▶ Directive A
How many lines in the entries contain the string "trace"? Case counts, so give only the number.

▶ Text section
[start]
Summary
finding trial court abused its discretion by not requiring a new trial when appellant had filed two motions for new trial both asserting she had no notice of the hearing at which divorce was granted, gave sworn testimony that she was not told of the hearing, and appellee did not show where appellant received notice
Summary of this case from Highsmith v. HighsmithOpinion
No. 08-93-00313-CV.
November 3, 1994.
Appeal from 346th Judicial District Court, El Paso County, Jose Baca, J.
James A. Daross, Vinson, Reaves Daross, Ken Slavin, Brower Slavin, El Paso, for appellant.
Ralph Miranda, John Mundie, Miranda Boyaki, El Paso, for appellee.
Before BARAJAS, C.J., and LARSEN and McCOLLUM, JJ.
OPINION
This opinion addresses the issues presented by the trial court's grant of a new trial and subsequent withdrawal of that new trial in a divorce case where one party died after the rendition of a judgment of divorce. We reverse and remand.
I. SUMMARY OF THE PROCEEDINGS
The record in the instant case shows that Julie Elaine Turner, Appellant, and Llewellyn Devane Turner were married on April 12, 1992. They separated on August 5, 1992 after less than four months of living together as husband and wife. Mr. Turner filed a pro se petition for divorce on January 26, 1993, using a preprinted form divorce petition. Appellant was served with citation on February 17, 1993. She filed her original answer, pro se, on March 24, 1993.
The record further shows that a hearing was held before the Presiding Judge of the 346th District Court on April 2, 1993. The judge signed and entered the divorce decree that same day. The decree states that Mr. Turner appeared in person, pro se, on that date and announced ready for trial, and that Appellant (1) was duly and properly cited by personal service, and (2) waived issuance and service of citation by waiver duly filed and did not otherwise appear. The decree also contains Appellant's signature directly under a provision in the decree changing her name to Julie Elaine Smith. It appears at no other place on the decree. On April 18, 1993, just sixteen days after the divorce decree was signed and filed, Mr. Turner died from multiple gunshot wounds. Thereafter, on April 26, 1993, Appellant filed a Motion for New Trial. In this motion, Appellant alleged that the judgment was in error in the following respects:
The record does not contain a waiver of citation by Appellant on file with the trial court at the time the divorce decree was signed.
(1) the judgment recites that she was properly cited and failed to appear at the hearing and that she waived service by waiver duly filed; however, she filed an answer and did not default nor waive notice of hearing;
(2) the docket sheet notes that the divorce was an agreed decree; however, her signature on the decree was procured by fraud of Mr. Turner in that he informed her that her signature meant only that she was agreeing to a name change;
(3) Appellant was not given notice of the hearing on April 2, 1993;
(4) Mr. Turner's original petition for divorce alleged that there was no significant community property, and the divorce decree is silent as to the division of community property; however, Appellant believes that there is significant community property that was not apportioned by the decree; and
(5) Appellant was falsely led to believe that she would continue to be named beneficiary of Mr. Turner's government life insurance policy, significantly affecting the parties' property rights.
[end]
▶ Recorded information
[start]
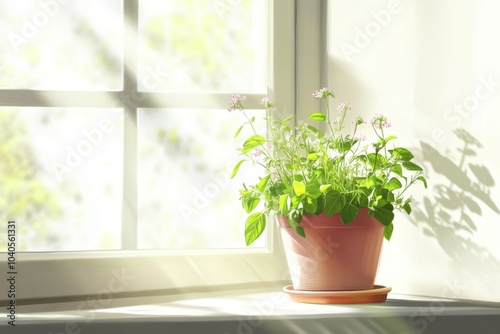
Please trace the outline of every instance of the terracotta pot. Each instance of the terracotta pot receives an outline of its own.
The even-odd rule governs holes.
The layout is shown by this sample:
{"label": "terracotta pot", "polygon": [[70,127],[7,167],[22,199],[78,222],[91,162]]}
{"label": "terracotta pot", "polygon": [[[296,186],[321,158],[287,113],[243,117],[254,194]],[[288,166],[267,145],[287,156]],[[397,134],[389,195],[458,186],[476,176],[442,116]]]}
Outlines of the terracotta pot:
{"label": "terracotta pot", "polygon": [[384,226],[368,209],[342,224],[340,215],[305,215],[306,237],[278,216],[285,254],[295,290],[367,290],[375,284]]}

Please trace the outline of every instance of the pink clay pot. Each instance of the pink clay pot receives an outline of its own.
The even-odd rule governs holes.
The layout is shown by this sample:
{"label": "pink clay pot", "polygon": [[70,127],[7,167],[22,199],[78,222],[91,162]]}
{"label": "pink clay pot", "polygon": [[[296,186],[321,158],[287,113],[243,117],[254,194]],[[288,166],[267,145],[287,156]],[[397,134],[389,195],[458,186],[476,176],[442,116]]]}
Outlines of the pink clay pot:
{"label": "pink clay pot", "polygon": [[342,224],[340,215],[304,215],[300,236],[278,216],[294,290],[372,289],[382,249],[384,226],[368,209]]}

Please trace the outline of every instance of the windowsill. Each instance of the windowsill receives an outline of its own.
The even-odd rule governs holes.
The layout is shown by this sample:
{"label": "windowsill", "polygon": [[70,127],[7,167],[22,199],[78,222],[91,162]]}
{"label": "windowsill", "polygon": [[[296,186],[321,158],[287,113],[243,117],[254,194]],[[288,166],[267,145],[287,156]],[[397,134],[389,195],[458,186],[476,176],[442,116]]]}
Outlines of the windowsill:
{"label": "windowsill", "polygon": [[[2,318],[5,328],[8,318]],[[16,332],[35,328],[40,333],[327,333],[333,328],[357,334],[499,333],[500,303],[390,293],[380,304],[304,304],[276,287],[19,306]]]}

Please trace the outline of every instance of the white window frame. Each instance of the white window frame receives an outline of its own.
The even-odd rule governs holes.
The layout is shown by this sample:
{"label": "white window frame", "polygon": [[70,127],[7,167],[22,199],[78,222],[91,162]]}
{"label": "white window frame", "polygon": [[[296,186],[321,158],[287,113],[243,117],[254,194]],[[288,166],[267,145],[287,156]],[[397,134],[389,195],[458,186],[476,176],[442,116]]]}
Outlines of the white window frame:
{"label": "white window frame", "polygon": [[[130,35],[130,24],[137,31],[138,0],[123,0],[125,28],[124,67],[137,77],[137,36]],[[276,102],[282,115],[300,109],[312,110],[309,102],[313,90],[326,78],[323,62],[322,29],[325,22],[324,0],[269,0],[267,96]],[[318,23],[319,24],[314,24]],[[134,27],[135,25],[135,27]],[[316,28],[315,28],[316,27]],[[311,38],[310,34],[314,34]],[[317,63],[316,65],[314,65]],[[130,66],[130,64],[135,64]],[[298,80],[297,77],[303,80]],[[300,82],[300,85],[298,84]],[[297,83],[297,85],[296,85]],[[300,90],[301,94],[296,94]],[[141,94],[135,105],[120,99],[123,94]],[[247,108],[260,108],[265,95],[250,94]],[[41,98],[43,97],[43,98]],[[1,106],[38,107],[121,107],[125,111],[124,132],[124,197],[121,251],[38,252],[19,253],[18,301],[43,302],[58,299],[98,298],[112,293],[114,297],[135,294],[186,292],[217,287],[261,286],[289,282],[281,239],[276,224],[269,220],[266,247],[261,249],[142,251],[136,240],[129,238],[137,230],[137,109],[138,108],[214,108],[227,106],[229,94],[173,94],[137,92],[136,81],[124,78],[122,91],[30,91],[0,90]],[[48,102],[50,101],[50,102]],[[122,101],[121,106],[116,101]],[[153,102],[154,101],[154,102]],[[165,101],[165,105],[158,105]],[[313,107],[319,107],[314,105]],[[297,118],[304,115],[297,113]],[[132,204],[132,205],[131,205]],[[127,231],[127,229],[129,229]],[[6,268],[6,253],[0,267]],[[0,290],[6,283],[2,280]],[[102,296],[101,296],[102,297]],[[5,303],[0,297],[0,304]]]}

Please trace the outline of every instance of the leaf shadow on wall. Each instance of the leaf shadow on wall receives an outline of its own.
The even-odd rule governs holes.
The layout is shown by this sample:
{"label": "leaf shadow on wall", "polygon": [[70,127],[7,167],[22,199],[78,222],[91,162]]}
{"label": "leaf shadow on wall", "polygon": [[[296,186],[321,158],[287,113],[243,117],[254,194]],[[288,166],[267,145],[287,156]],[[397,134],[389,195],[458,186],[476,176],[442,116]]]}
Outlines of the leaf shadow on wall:
{"label": "leaf shadow on wall", "polygon": [[500,214],[490,195],[495,180],[477,158],[483,145],[464,129],[453,133],[458,138],[457,158],[450,159],[428,143],[420,142],[422,162],[432,167],[440,181],[429,182],[433,191],[423,197],[418,208],[415,206],[410,221],[436,239],[453,259],[454,269],[463,274],[461,277],[470,282],[479,280],[491,288],[500,280],[500,261],[474,240],[474,234],[478,225],[495,223],[484,218],[485,210]]}

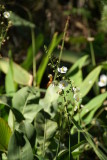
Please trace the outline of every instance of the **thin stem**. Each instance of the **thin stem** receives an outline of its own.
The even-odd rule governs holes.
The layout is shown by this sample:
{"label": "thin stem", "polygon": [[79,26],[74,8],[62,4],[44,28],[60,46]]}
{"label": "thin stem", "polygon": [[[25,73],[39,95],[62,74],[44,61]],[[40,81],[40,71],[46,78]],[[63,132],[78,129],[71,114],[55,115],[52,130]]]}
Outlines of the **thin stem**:
{"label": "thin stem", "polygon": [[[66,102],[66,98],[64,97],[64,100]],[[65,107],[66,109],[66,112],[67,112],[67,117],[68,117],[68,127],[69,127],[69,160],[71,160],[71,134],[70,134],[70,117],[69,117],[69,111],[68,111],[68,108],[67,106]]]}
{"label": "thin stem", "polygon": [[[80,105],[78,104],[78,116],[79,116],[79,119],[78,119],[78,125],[80,126],[81,124],[81,118],[80,118]],[[78,144],[80,143],[80,131],[78,131]],[[79,160],[80,157],[78,156],[77,160]]]}
{"label": "thin stem", "polygon": [[91,51],[92,65],[93,65],[93,67],[94,67],[94,66],[96,66],[94,48],[93,48],[93,44],[92,44],[92,42],[89,42],[89,44],[90,44],[90,51]]}
{"label": "thin stem", "polygon": [[32,35],[32,53],[33,53],[33,86],[36,86],[36,59],[35,59],[35,33],[34,28],[31,28]]}
{"label": "thin stem", "polygon": [[58,160],[58,152],[59,152],[59,149],[60,149],[60,141],[61,141],[61,135],[59,134],[58,147],[57,147],[57,151],[56,151],[56,160]]}
{"label": "thin stem", "polygon": [[45,127],[44,127],[43,157],[45,157],[45,141],[46,141],[46,118],[45,118]]}
{"label": "thin stem", "polygon": [[69,17],[67,18],[67,21],[66,21],[66,24],[65,24],[65,28],[64,28],[64,34],[63,34],[63,39],[62,39],[62,44],[61,44],[61,50],[60,50],[60,54],[59,54],[59,63],[57,65],[57,69],[56,69],[56,72],[55,72],[54,81],[56,80],[56,77],[57,77],[57,74],[58,74],[58,67],[59,67],[60,62],[61,62],[61,57],[62,57],[62,52],[63,52],[63,48],[64,48],[64,41],[65,41],[65,36],[66,36],[68,24],[69,24]]}
{"label": "thin stem", "polygon": [[[96,66],[96,61],[95,61],[95,53],[94,53],[93,43],[89,42],[89,44],[90,44],[92,65],[93,65],[93,67],[95,67]],[[95,82],[95,86],[93,86],[96,95],[98,95],[98,93],[99,93],[99,88],[98,88],[97,84],[98,84],[98,79]]]}

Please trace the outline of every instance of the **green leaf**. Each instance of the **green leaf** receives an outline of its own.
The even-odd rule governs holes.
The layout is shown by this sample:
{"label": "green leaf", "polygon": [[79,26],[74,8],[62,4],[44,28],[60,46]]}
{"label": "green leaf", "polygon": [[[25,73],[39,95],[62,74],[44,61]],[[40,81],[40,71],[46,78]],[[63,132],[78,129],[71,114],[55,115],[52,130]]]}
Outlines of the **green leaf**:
[end]
▶ Directive B
Carry the court opinion on the Turner divorce appeal forward from its last sentence.

▶ Response A
7

▶ Response B
The motion was set for hearing on May 3, 1993. On the morning of the hearing on the motion for new trial, Appellant filed with the trial court a Waiver of Citation stating that as the executrix of the estate of Mr. Turner, she waived the issuance and service of process in any further proceedings. She also filed at that time a Suggestion of Death and Motion to Dismiss the divorce proceedings. At the hearing, Appellant testified that she was not informed of the April 2, 1993 hearing. She further testified that Mr. Turner told her that the document that she signed was only a name change and would not finalize the divorce or affect any property rights, and that she believed that her signature meant only that she agreed to the name change. The record includes an order granting the new trial signed and entered on May 3, 1993. The record also shows that an order dismissing the divorce action was entered on May 3, 1993, but this order is dated May 5, 1993.
The appropriateness of this action was not assigned as a point of error; we, thus, find it unnecessary to address it.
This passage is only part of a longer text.